What the exercise asks
Copy out all of the records below, substituting "place a pin" for each occurrence of "drop a marker" and leaving every other part untouched.

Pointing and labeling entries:
************

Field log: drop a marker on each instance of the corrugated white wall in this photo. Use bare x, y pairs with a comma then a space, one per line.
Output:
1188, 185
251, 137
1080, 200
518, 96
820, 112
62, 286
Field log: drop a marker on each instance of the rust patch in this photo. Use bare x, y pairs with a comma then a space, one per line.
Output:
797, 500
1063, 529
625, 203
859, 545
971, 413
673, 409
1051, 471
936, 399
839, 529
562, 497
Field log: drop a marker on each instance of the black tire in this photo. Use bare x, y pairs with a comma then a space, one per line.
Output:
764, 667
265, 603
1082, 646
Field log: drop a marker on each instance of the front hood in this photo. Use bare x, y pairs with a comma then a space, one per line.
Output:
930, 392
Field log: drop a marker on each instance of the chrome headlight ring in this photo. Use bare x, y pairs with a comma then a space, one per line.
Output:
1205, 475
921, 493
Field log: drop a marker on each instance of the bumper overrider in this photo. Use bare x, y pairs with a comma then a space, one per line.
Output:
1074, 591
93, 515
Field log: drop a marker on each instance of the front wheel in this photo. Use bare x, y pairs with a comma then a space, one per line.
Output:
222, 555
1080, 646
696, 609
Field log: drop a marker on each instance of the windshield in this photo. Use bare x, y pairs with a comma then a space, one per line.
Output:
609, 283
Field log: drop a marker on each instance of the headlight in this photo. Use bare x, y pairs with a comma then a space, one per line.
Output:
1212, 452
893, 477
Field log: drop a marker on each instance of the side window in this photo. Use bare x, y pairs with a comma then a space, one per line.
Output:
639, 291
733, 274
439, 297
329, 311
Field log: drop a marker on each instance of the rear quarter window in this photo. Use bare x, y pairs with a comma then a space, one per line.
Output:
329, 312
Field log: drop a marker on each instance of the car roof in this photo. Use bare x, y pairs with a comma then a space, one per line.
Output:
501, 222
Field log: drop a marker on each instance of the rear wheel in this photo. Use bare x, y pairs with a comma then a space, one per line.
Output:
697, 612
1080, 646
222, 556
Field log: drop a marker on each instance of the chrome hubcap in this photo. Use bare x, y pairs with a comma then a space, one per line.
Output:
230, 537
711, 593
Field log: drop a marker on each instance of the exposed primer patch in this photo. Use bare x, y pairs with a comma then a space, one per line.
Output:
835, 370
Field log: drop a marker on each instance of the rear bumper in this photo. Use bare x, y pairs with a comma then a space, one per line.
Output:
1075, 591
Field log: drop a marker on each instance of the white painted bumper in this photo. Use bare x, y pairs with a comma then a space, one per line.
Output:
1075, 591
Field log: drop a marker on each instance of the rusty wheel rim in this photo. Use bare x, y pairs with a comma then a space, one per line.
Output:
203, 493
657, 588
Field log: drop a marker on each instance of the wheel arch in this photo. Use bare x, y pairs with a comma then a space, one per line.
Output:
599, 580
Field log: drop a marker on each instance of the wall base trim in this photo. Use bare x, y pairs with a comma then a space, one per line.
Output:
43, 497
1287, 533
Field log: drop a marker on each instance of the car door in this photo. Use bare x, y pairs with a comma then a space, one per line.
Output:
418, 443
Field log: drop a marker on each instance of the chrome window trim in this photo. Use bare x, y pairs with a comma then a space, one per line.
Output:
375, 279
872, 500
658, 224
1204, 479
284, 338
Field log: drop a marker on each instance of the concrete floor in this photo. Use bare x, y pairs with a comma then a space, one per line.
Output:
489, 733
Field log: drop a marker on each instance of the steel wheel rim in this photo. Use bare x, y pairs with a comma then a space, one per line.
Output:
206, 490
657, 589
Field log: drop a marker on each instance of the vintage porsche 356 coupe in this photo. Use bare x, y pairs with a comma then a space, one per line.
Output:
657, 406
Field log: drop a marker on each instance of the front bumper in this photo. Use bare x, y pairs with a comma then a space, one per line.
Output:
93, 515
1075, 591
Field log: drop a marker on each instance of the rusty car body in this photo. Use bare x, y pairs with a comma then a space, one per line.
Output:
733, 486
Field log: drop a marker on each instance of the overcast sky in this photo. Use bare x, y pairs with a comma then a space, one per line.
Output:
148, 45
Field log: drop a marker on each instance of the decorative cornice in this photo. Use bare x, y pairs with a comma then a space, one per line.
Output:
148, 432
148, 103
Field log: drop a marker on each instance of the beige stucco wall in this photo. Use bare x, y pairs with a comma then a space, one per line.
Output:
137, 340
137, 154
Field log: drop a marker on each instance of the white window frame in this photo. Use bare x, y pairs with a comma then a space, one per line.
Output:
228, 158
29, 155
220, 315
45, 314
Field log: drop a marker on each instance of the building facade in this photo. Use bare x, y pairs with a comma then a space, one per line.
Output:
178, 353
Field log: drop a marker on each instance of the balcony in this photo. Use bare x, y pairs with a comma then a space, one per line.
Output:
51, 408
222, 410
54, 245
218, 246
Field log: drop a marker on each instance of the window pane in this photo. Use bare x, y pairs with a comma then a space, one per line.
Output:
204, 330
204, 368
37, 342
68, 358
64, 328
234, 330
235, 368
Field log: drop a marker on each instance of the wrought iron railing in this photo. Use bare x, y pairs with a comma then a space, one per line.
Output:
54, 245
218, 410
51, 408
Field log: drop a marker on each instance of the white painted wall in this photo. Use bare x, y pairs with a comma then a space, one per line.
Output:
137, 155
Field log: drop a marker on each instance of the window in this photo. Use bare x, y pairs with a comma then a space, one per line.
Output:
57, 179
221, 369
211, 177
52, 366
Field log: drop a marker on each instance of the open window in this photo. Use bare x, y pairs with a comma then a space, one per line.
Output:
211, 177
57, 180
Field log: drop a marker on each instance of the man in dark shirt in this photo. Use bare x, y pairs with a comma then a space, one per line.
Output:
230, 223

************

Finished exercise
Field log: place a pin on each instance of the corrugated white wall in this photo. Use bare x, y pairs with a comma then a space, one per line.
Output:
1188, 185
251, 137
1080, 200
518, 96
820, 112
62, 286
Field log: place a pin on each instance of the rust patch in this photo. Use bare x, y pairs with a comma then a space, one per line.
Output:
797, 500
1063, 529
625, 203
859, 545
971, 413
673, 409
1051, 471
936, 399
839, 529
562, 497
Field log: place a pin on each instance of the black tire in this photo. Use bare x, y pairs with a comma then a space, one per line.
Output:
764, 667
265, 603
1082, 646
Field log: place a pin on each instance of the front hood in this photo. Use bare x, y pairs with a comma then a space, one per line.
Output:
930, 392
Field log: place a pin on each instance of the chrome headlight ring in this photo. Use bare x, y pairs with a comma then a space, one per line.
Output:
1205, 475
921, 493
Field log: place a pin on each instance of the bumper overrider in this photo. Use bare x, y pairs with a comma then a space, one per line.
Output:
1074, 591
93, 515
Field log: place a pin on each instance of the front wheel in this photo. Use bare x, y pairs with a comma then a space, one per line.
Output:
222, 555
1080, 646
696, 609
Field log: place a pin on each instance of the windshield in this photo. Use bare x, y pairs with a comma then a space, one per line.
Output:
609, 283
Field log: place a pin on each instance of the headlight in this photo. Use bare x, y pairs with a comma then a space, one per line.
Output:
1212, 452
893, 477
Field log: place a pin on each instance of the side window in this photo. Use bare x, y pairs with a comma then a space, one per line.
Output:
639, 291
733, 274
439, 297
329, 311
Field log: place a pin on each instance of the rear quarter window in this photo. Use bare x, y pairs with a comma then a space, one per line.
Output:
329, 312
Field log: place a pin on each instance of the car roof in this photo. Use bare x, y pairs with a comma then a space, one per line.
Output:
501, 222
Field log: place a pin on each instance of the rear wheel in this photo. Use bare x, y pairs with a comma then a space, one per line.
Output:
697, 612
1080, 646
222, 556
Field log: place a pin on each instance of the chrome hubcap in this photo. Use bare x, y pairs with a comma then a space, one per line.
Output:
230, 537
711, 593
Field log: place a pin on each instance of the exposed primer patch in this photo. Use bare x, y pairs with a comma then a space, one per line.
Output:
835, 370
Field log: place a pin on each instance of the rear bumper in this photo. Use bare x, y pairs with a comma then a space, one per line.
Output:
1075, 591
Field log: place a pin on each instance of the white painted bumper in this photo. Use bare x, y pairs with a comma then a space, one per line.
Output:
1075, 591
Field log: place a pin on each instance of the rusty wheel rim in this photo. Use bare x, y pairs with a comma then a space, one per line.
Output:
203, 493
657, 588
Field log: place a pin on each instance of the wheel arch in this photo. Use bare x, y pairs with a comma then a space, one per line.
Output:
599, 580
Field log: place a pin on each instance of the wall base trim in this photo. Use bare x, y pairs with a comma then a space, one per line.
Output:
43, 497
1287, 533
Field log: place a pin on each instance of the car door in this photo. Use bare x, y pairs with a comma then a space, one per line.
Output:
418, 443
Field log: place a pin on each instance of the chrome window trim in this photo. Use bare x, y pairs with a comma then a space, one per line.
Output:
375, 279
872, 500
658, 224
1204, 479
284, 338
Field log: place a pin on each instance of the concrete floor in this photo. Use bare x, y pairs with a comma then a space, one per line.
Output:
489, 733
Field log: place a pin on each instance of the steel wheel rim in this photo. Use bare x, y pairs with a comma then a space, one per line.
Output:
206, 490
657, 589
Field log: place a pin on each instance of the vintage porsche 356 coupe in this photo. Use bare x, y pairs with a comma then a space, one per line.
Output:
657, 406
Field log: place a pin on each instance of the front bumper in this photo. Use bare x, y pairs with a comma then a space, one per line.
Output:
93, 515
1075, 591
Field log: place a pin on each instance of the rusty car body in this photo. Use bare x, y pairs with a comma then a space, one per line.
Output:
733, 486
Field log: place a pin on each instance of the overcast sky in this photo. Use bare x, y pairs with a comma then a space, one per line.
Output:
148, 45
Field log: place a pin on each instance of the decorative cornice in this photo. Use bare x, y pairs with a comma then a space, one per line.
Output:
148, 432
148, 103
Field log: place a pin on each instance of the beige stucco wall in this photo. Use bare x, y pairs with a comma then a space, one per line.
Output:
137, 340
137, 154
Field log: place a pin on each instance of the white window frame in this photo. Use bare x, y pairs with a comma then a space, one per line.
Output:
228, 158
29, 155
220, 315
45, 314
Field log: place a pin on each instance of the building facade in this photo. Use bare x, y pairs with a comma then a space, one per line.
Output:
178, 353
Field log: place a pin on each instance of the balcony in this photo. Use bare x, y pairs with a comma then a space, one per line.
Output:
51, 408
222, 410
54, 245
218, 246
Field log: place a pin on each instance of the window pane in this photo. Use bare x, y pairs with a comma then a space, one per line.
Output:
204, 330
204, 368
37, 342
68, 358
64, 328
234, 330
235, 368
Field log: place a pin on each instance of the wrought iron railing in this photo. Use bare x, y pairs with a comma then a space, one per line.
Output:
54, 245
218, 410
51, 408
Field log: place a pin on each instance of the white painted wall in this photo. Use bare x, y pairs with a comma then a space, one per line.
Output:
137, 155
Field log: place a pin on each instance of the window in this photo. Use bare x, y pairs with a comma then a space, one per line.
Output:
57, 179
221, 369
211, 177
52, 366
Field log: place a pin on each instance of the open window in this photo. Use bare x, y pairs with a comma then a space, one per line.
Output:
211, 177
57, 180
Field log: place a pin on each instance of the man in dark shirt in this photo. Use bare x, y pairs with a comma then a space, one per line.
Output:
230, 223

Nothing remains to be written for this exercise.